[Data excerpts]
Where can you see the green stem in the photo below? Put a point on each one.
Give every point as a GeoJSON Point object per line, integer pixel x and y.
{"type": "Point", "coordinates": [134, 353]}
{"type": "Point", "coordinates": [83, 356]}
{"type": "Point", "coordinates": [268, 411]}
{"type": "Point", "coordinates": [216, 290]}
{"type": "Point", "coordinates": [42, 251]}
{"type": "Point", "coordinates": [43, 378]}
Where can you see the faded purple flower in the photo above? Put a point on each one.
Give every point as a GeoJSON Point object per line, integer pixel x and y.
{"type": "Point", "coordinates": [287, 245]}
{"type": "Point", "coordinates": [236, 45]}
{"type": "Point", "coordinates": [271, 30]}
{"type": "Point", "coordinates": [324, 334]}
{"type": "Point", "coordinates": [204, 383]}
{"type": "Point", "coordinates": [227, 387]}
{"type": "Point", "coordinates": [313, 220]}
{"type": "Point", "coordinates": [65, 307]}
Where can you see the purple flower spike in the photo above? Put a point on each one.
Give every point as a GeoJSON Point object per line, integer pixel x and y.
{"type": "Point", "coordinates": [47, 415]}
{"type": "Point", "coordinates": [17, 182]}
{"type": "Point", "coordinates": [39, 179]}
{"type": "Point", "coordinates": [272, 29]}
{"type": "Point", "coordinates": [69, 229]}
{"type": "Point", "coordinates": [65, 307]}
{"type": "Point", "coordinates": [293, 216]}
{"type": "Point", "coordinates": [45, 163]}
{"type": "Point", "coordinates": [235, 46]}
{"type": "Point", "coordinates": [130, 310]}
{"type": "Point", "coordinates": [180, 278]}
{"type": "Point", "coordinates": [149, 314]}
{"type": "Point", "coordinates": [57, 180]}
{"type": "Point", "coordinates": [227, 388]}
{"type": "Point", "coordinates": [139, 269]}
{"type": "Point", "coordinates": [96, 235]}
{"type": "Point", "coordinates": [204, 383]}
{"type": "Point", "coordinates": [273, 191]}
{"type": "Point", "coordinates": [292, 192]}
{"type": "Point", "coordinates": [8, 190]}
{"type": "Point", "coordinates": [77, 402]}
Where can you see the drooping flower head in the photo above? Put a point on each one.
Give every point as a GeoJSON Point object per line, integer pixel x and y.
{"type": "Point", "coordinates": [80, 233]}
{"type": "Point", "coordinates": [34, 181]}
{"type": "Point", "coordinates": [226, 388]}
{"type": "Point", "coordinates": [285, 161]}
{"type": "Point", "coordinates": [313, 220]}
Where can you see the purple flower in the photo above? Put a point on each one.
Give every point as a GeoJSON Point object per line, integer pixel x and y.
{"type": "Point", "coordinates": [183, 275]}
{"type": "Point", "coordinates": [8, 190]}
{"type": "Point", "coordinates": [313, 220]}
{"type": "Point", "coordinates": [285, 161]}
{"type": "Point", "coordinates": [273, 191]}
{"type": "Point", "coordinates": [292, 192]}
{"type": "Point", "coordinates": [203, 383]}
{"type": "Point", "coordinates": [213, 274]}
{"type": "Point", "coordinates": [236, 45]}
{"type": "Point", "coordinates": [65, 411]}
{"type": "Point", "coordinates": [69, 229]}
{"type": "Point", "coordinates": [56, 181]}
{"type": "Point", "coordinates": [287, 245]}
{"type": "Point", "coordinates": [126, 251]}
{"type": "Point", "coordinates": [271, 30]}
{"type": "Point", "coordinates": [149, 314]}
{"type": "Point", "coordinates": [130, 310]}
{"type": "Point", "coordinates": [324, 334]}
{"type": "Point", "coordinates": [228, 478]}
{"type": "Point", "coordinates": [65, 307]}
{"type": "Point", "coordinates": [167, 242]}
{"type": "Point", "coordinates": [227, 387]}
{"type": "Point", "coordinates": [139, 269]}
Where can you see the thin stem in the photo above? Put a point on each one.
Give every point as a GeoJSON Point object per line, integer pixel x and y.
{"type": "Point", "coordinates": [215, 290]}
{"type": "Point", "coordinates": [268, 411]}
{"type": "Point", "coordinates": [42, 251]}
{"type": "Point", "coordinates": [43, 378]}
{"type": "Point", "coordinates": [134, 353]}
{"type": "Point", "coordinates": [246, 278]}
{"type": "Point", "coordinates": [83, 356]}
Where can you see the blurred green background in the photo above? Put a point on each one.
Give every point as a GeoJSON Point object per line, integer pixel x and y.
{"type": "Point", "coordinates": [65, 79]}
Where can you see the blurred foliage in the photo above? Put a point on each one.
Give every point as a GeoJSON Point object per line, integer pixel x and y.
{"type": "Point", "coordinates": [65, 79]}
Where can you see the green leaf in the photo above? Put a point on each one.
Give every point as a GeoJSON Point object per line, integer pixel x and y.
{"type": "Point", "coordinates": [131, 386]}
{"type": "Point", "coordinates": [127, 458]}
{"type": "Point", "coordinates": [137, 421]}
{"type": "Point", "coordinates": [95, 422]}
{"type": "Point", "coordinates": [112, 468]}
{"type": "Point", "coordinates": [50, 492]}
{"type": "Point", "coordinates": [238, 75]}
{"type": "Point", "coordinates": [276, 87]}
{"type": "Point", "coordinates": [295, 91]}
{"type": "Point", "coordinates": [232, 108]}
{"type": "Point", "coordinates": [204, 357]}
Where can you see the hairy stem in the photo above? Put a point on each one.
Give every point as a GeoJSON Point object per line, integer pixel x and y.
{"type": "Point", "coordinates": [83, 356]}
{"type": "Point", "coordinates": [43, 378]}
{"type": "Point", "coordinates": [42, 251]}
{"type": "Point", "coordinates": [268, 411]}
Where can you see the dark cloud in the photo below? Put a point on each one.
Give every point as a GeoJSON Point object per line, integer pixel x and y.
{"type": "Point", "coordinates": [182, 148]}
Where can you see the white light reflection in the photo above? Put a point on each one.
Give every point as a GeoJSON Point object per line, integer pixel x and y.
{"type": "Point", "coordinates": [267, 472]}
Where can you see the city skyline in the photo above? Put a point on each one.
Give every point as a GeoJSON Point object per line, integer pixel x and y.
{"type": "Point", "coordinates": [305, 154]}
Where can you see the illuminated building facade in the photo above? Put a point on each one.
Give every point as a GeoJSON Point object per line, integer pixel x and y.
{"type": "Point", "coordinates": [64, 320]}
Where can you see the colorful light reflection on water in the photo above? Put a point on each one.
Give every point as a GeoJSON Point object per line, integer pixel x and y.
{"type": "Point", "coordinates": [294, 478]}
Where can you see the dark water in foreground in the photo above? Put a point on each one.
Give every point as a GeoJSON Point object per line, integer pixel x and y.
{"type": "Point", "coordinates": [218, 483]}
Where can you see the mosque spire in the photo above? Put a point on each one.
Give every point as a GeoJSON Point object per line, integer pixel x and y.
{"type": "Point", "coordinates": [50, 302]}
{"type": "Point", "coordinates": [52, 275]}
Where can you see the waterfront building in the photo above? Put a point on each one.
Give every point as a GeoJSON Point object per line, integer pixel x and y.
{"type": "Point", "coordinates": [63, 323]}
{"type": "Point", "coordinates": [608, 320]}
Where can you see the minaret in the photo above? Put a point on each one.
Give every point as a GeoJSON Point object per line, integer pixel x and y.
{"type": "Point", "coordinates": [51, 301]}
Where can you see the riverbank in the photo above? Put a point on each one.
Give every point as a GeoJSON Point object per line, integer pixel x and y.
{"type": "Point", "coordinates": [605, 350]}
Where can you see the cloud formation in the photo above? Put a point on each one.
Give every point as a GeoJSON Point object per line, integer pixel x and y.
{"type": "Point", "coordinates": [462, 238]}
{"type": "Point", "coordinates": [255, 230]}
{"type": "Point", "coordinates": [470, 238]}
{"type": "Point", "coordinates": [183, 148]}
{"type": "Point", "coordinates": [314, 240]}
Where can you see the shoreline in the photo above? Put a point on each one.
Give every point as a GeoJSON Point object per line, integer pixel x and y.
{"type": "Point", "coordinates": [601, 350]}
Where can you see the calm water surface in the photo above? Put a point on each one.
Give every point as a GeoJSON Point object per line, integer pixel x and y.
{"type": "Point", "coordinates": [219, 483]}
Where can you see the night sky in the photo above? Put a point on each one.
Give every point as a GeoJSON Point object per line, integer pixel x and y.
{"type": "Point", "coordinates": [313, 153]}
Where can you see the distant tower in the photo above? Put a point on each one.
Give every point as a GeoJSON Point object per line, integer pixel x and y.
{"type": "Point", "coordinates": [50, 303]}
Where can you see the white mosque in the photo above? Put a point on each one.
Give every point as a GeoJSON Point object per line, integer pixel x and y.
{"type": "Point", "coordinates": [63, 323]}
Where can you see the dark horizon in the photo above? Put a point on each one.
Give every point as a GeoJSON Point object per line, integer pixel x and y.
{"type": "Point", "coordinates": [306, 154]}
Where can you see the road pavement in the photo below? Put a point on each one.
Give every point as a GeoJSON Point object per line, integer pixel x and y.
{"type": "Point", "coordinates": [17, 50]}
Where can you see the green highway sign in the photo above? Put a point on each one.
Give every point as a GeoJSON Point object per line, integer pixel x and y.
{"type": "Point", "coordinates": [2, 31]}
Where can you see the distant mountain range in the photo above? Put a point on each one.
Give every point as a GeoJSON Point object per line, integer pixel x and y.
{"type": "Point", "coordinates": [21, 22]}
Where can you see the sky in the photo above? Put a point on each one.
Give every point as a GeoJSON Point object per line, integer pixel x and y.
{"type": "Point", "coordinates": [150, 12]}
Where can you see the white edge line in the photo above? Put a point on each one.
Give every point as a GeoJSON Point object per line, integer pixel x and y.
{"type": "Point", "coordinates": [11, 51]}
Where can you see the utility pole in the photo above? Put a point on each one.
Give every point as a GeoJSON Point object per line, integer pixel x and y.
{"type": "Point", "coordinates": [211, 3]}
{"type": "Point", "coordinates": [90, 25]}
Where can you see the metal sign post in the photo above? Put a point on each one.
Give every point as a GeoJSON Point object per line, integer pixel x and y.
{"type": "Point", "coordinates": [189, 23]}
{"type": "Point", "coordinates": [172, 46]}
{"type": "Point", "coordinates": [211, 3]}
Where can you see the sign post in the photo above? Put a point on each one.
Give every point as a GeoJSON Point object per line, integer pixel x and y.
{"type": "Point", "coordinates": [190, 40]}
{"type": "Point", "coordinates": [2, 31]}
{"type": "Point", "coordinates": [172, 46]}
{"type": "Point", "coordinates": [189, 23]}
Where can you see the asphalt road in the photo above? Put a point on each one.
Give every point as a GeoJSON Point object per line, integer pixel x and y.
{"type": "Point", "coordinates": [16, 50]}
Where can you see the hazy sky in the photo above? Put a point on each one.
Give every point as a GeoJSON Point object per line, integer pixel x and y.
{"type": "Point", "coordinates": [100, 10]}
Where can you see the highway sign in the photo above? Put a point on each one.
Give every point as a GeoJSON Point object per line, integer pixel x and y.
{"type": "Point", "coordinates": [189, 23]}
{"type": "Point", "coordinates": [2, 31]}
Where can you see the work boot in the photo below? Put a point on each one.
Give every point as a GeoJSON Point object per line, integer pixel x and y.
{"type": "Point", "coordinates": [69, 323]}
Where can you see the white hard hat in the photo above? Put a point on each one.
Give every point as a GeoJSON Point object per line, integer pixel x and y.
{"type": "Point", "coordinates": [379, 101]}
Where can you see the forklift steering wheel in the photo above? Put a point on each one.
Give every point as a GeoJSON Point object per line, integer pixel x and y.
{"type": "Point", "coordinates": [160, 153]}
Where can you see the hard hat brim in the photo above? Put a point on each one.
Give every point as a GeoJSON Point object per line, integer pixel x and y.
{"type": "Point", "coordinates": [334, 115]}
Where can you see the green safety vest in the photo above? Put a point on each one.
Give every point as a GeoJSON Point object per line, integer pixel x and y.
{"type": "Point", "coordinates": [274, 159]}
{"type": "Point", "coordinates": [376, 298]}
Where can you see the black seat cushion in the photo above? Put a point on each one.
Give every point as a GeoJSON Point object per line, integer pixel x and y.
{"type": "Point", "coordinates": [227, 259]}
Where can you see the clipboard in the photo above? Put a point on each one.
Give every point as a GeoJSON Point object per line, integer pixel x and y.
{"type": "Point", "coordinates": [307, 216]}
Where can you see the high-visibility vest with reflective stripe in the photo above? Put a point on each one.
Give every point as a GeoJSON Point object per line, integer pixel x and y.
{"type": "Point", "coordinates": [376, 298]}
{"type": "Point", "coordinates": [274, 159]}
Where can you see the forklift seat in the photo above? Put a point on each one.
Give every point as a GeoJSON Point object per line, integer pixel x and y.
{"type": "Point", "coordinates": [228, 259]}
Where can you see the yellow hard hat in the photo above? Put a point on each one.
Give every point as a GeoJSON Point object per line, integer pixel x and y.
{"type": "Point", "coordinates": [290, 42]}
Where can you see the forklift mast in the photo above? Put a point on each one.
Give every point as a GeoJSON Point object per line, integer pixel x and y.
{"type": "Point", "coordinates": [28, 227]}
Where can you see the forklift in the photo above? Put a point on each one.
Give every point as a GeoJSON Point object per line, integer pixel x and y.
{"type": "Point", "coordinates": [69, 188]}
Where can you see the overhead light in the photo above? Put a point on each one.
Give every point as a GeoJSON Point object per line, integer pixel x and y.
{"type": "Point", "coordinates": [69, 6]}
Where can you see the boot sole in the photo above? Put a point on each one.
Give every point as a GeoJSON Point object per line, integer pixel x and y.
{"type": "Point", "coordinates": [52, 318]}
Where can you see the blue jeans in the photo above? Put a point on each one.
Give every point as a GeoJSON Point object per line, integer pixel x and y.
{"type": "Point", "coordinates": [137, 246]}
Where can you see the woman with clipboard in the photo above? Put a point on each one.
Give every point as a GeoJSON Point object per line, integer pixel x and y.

THE TASK –
Retype only the lines above between the line with "Where can you see the white edge" and the line with "Where can you see the utility", counting those two lines as well, and keep every character as it is.

THE ANSWER –
Where can you see the white edge line in the photo above? Put a point on each one.
Give every point as a GeoJSON Point object per line, integer pixel x and y.
{"type": "Point", "coordinates": [11, 51]}
Where can you see the utility pole in the photo above? Put a point on each one.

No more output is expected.